The problem:
Tally the lines below containing the word "jersey" and give that total alone.

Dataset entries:
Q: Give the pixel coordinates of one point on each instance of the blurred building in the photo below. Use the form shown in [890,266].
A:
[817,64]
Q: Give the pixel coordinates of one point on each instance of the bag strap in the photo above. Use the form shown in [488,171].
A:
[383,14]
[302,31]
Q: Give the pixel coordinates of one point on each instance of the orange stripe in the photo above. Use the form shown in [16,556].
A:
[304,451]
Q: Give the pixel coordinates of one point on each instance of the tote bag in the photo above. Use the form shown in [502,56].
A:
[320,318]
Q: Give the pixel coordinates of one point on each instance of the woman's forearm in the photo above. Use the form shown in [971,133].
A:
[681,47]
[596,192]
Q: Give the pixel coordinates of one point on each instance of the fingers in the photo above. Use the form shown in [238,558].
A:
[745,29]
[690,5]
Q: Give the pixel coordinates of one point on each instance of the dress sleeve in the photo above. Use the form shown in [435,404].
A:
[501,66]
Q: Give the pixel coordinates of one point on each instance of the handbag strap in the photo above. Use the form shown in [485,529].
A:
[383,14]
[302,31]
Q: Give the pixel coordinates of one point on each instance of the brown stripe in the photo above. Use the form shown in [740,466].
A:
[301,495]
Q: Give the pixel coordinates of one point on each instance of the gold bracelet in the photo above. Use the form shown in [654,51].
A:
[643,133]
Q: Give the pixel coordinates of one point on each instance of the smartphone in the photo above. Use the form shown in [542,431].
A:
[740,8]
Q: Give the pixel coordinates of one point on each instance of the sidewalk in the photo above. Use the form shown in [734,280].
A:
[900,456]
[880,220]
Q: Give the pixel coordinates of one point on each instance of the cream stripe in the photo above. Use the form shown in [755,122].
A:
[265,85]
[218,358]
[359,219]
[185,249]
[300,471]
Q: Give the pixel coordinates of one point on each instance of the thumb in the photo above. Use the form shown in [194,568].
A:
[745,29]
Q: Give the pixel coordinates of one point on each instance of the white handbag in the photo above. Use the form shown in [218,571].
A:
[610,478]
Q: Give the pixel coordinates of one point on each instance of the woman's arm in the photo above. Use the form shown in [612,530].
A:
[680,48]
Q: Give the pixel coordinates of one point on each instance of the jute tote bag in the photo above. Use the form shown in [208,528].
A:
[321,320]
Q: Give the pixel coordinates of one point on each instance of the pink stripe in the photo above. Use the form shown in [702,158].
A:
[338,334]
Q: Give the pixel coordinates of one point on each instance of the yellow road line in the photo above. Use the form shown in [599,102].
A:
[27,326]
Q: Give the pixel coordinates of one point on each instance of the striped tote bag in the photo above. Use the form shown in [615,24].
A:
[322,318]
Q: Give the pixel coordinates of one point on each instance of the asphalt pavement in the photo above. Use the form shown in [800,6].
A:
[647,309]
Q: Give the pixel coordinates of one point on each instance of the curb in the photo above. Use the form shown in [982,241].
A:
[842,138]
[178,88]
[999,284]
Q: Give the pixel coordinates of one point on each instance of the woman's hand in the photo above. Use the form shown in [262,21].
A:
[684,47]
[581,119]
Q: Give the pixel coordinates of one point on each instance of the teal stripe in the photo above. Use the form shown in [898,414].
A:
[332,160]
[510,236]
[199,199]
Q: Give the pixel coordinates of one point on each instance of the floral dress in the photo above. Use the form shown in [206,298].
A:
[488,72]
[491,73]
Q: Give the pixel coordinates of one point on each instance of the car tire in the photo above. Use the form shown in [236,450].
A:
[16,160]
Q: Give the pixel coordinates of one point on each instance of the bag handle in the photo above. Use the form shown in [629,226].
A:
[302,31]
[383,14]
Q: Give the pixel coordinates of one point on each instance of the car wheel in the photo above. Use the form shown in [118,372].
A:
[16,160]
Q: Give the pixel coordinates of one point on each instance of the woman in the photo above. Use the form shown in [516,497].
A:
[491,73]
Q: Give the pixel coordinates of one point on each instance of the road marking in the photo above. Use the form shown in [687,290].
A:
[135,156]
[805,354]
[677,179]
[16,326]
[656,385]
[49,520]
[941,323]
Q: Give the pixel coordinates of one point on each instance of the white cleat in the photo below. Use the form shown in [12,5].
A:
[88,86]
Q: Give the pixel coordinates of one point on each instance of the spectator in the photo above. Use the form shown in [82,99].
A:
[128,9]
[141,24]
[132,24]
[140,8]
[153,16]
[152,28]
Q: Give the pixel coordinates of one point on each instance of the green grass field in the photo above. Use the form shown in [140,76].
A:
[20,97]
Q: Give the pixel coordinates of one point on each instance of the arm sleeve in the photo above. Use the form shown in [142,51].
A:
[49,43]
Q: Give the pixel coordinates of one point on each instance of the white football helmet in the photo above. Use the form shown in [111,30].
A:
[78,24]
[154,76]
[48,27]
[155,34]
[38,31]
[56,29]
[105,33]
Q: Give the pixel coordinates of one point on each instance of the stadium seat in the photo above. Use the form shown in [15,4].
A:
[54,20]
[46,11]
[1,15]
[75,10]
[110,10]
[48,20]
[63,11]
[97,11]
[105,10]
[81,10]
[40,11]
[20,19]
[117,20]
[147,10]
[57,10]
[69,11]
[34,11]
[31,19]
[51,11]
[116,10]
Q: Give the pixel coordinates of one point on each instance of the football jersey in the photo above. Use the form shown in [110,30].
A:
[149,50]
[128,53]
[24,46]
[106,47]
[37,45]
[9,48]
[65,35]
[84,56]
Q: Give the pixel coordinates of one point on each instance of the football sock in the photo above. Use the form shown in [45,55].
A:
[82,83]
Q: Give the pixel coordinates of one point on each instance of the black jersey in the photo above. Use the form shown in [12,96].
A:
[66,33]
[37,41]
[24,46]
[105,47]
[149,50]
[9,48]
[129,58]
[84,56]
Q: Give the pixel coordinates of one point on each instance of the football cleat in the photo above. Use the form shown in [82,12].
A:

Reply:
2